--- begin Passage shown ---

You will apply quantization aware training to the whole model and see this in the model summary. All layers are now prefixed by "quant".

Note that the resulting model is quantization aware but not quantized (e.g. the weights are float32 instead of int8). The sections after show how to create a quantized model from the quantization aware one.

In the [comprehensive guide](https://www.tensorflow.org/model_optimization/guide/quantization/training_comprehensive_guide.md), you can see how to quantize some layers for model accuracy improvements.

In [None]:
import tensorflow_model_optimization as tfmot
from tensorflow_model_optimization.python.core.keras.compat import keras # Import keras from tfmot

# Instead of directly applying quantize_model, recreate the model structure
def create_quantizable_model():
    model = keras.Sequential([ # Use keras imported from tfmot
        keras.layers.InputLayer(input_shape=(28, 28)),
        keras.layers.Reshape(target_shape=(28, 28, 1)),
        keras.layers.Conv2D(filters=12, kernel_size=(3, 3), activation='relu'),
        keras.layers.MaxPooling2D(pool_size=(2, 2)),
        keras.layers.Flatten(),
        keras.layers.Dense(10)
    ])
    return model

# Create a new model instance
quantizable_model = create_quantizable_model()

# Now apply quantize_model
q_aware_model = tfmot.quantization.keras.quantize_model(quantizable_model)

# Compile the quantized model
q_aware_model.compile(optimizer='adam',
                      loss=keras.losses.SparseCategoricalCrossentropy(from_logits=True),
                      metrics=['accuracy'])

q_aware_model.summary()

Model: "sequential"
_________________________________________________________________
 Layer (type)                Output Shape              Param #   
 quantize_layer (QuantizeLa  (None, 28, 28)            3         
 yer)                                                            
                                                                 
 quant_reshape (QuantizeWra  (None, 28, 28, 1)         1         
 pperV2)                                                         
                                                                 
 quant_conv2d (QuantizeWrap  (None, 26, 26, 12)        147       
 perV2)                                                          
                                                                 
 quant_max_pooling2d (Quant  (None, 13, 13, 12)        1         
 izeWrapperV2)                                                   
                                                                 
 quant_flatten (QuantizeWra  (None, 2028)              1

--- end Passage shown ---

Written instruction 1:
In the quantization-aware training passage, list the Keras layer types that appear inside the Sequential model in the create_quantizable_model function, in the order given.
Written instruction 2:
According to the quantization-aware training passage, what data type do the weights of the resulting quantization-aware model have?
Written instruction 3:
Duplicate the part of the quantization-aware training passage that opens with the words containing "# Instead of" and closes with "quantizable_model = create_quantizable_model()".

--- begin Extracted data ---

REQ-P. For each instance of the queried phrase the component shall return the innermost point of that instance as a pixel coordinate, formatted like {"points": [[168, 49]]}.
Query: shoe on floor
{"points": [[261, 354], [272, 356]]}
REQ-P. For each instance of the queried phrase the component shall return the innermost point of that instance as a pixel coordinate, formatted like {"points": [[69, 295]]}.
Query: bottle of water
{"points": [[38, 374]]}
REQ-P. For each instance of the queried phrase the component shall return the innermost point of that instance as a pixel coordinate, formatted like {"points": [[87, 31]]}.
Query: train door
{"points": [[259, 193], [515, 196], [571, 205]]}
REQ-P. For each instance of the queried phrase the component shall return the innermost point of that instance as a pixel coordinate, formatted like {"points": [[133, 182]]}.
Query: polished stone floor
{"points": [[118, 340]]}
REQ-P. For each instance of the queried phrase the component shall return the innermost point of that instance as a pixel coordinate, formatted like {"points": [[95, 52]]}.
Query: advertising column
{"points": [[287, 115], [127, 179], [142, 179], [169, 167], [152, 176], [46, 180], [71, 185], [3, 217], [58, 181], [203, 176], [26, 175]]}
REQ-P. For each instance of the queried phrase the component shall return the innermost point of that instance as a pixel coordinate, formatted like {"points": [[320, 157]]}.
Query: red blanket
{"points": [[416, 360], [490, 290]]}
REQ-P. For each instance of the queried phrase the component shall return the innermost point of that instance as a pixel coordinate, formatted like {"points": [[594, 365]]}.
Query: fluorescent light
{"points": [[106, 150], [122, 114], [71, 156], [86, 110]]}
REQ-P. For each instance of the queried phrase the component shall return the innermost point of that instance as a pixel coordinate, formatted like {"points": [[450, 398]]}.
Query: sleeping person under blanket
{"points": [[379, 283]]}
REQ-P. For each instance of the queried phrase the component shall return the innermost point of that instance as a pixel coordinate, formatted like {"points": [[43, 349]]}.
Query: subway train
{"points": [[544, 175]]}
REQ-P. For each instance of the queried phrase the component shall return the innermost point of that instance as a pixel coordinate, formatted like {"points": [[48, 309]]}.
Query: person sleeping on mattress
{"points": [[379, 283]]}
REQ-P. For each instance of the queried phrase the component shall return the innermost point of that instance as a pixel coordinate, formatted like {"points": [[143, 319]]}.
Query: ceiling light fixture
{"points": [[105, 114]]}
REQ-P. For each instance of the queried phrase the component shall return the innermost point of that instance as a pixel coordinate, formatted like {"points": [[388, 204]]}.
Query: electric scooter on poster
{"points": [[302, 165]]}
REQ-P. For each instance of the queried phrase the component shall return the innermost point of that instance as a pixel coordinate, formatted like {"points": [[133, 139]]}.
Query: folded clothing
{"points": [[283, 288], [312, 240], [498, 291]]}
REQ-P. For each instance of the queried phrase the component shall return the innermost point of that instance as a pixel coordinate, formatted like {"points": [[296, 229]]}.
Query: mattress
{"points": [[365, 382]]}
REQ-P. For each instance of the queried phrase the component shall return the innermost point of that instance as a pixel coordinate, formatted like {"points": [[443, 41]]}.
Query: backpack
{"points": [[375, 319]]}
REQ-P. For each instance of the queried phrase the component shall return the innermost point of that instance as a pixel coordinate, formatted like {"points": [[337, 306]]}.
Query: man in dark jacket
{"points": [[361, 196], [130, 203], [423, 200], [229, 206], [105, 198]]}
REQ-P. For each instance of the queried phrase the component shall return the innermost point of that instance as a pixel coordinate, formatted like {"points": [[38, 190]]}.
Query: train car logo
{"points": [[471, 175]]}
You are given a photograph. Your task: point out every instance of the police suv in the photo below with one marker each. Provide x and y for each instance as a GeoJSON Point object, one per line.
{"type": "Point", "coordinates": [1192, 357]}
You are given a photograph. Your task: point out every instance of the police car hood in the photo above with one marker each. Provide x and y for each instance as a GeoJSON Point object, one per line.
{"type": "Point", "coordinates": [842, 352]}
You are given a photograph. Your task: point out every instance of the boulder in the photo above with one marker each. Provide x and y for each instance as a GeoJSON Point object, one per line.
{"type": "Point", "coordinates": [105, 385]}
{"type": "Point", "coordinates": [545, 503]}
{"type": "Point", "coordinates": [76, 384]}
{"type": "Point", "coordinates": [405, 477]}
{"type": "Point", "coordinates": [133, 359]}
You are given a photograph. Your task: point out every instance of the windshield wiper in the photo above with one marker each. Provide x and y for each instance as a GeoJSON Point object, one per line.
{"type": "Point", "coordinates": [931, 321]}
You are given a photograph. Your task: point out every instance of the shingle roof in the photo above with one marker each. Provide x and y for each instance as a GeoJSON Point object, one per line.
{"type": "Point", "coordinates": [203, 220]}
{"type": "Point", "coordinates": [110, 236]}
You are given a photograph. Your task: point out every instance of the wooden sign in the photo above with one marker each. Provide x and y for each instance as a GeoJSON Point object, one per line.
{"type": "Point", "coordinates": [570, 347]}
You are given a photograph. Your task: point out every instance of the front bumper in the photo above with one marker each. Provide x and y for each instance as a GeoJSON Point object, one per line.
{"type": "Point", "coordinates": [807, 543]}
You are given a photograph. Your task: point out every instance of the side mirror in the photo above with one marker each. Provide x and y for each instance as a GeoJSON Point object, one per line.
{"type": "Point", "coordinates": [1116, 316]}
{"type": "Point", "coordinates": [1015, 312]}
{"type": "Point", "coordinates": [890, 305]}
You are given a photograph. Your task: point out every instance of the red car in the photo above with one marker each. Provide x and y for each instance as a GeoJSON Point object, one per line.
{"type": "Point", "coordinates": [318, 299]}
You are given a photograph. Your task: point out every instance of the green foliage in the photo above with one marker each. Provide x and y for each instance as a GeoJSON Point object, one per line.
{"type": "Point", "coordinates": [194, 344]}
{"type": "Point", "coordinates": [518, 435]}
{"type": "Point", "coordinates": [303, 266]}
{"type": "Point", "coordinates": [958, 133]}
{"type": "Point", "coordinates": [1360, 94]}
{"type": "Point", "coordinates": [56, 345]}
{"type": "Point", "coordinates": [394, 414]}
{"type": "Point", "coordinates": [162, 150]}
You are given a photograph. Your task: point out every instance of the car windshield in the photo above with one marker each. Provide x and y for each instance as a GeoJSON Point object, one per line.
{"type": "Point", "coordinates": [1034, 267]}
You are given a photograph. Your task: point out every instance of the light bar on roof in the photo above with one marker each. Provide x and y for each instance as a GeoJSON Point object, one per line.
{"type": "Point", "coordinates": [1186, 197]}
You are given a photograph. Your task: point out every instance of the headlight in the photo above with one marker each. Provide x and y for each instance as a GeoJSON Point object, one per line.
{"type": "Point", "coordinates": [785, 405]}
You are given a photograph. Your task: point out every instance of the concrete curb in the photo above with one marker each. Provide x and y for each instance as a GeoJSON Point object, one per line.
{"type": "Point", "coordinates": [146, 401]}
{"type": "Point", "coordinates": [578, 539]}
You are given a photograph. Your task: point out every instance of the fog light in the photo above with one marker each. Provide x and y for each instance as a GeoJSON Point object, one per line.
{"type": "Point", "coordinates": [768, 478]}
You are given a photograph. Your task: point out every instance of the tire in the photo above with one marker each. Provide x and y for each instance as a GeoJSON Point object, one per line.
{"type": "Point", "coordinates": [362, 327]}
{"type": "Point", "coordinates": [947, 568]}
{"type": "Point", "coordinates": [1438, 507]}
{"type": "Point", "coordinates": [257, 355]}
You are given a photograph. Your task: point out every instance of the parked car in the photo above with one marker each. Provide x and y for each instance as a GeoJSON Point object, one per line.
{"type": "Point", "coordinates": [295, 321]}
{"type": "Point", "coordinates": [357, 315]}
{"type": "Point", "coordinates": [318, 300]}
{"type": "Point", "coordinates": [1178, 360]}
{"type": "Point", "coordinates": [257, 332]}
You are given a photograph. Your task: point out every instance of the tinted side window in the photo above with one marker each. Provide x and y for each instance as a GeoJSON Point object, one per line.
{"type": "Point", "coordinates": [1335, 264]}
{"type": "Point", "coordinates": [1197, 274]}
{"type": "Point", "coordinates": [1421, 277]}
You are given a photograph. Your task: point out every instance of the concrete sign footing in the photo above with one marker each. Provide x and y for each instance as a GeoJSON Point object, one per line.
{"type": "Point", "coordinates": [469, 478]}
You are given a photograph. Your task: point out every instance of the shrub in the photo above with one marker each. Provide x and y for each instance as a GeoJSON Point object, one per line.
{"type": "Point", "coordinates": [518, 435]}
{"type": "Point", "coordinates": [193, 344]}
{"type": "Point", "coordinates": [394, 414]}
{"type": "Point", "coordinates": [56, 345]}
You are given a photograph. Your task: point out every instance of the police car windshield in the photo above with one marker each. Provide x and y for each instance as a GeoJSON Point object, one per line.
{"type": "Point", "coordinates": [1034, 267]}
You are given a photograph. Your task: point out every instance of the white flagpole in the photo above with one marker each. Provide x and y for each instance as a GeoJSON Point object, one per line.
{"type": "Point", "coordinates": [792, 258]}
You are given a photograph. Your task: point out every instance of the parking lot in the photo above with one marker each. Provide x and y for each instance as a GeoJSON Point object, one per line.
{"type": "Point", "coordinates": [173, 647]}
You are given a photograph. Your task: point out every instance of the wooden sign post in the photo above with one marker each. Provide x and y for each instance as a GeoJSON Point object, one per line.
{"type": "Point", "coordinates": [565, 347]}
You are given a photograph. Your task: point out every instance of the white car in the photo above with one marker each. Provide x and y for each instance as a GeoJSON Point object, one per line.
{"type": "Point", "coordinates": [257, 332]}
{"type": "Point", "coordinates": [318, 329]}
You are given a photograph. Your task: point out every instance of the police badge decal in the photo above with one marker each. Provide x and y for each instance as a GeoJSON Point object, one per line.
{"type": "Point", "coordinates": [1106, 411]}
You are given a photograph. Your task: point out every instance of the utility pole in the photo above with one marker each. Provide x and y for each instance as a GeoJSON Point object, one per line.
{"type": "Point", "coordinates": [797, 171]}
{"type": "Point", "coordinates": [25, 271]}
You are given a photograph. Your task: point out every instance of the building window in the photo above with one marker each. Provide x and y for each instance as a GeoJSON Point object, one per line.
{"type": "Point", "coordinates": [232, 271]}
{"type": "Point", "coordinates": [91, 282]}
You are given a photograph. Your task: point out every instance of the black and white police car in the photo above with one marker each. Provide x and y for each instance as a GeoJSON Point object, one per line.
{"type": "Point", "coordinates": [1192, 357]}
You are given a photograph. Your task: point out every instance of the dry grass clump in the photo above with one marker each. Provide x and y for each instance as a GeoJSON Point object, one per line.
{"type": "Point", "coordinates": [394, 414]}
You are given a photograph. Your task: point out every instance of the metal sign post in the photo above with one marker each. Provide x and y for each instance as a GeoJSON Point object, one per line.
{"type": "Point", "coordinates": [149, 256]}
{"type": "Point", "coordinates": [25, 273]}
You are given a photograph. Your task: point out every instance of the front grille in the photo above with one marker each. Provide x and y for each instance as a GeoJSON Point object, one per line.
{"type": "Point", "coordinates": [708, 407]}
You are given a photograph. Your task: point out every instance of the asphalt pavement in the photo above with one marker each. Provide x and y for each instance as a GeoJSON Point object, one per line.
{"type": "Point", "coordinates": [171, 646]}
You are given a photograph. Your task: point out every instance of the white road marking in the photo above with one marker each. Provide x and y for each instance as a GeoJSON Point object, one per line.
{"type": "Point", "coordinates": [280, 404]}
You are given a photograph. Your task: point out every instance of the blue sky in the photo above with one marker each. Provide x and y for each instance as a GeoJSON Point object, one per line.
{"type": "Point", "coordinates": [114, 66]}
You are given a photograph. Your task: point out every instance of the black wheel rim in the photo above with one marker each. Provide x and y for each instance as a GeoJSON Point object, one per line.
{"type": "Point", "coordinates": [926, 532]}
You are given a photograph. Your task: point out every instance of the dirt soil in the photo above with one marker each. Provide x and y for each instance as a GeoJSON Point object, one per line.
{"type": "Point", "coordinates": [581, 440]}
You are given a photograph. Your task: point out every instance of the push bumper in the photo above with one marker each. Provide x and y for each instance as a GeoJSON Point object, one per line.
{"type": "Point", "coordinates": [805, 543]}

--- end Extracted data ---

Correct answer 1:
InputLayer, Reshape, Conv2D, MaxPooling2D, Flatten, Dense

Correct answer 2:
The weights are float32 instead of int8.

Correct answer 3:
# Instead of directly applying quantize_model, recreate the model structure
def create_quantizable_model():
    model = keras.Sequential([ # Use keras imported from tfmot
        keras.layers.InputLayer(input_shape=(28, 28)),
        keras.layers.Reshape(target_shape=(28, 28, 1)),
        keras.layers.Conv2D(filters=12, kernel_size=(3, 3), activation='relu'),
        keras.layers.MaxPooling2D(pool_size=(2, 2)),
        keras.layers.Flatten(),
        keras.layers.Dense(10)
    ])
    return model

# Create a new model instance
quantizable_model = create_quantizable_model()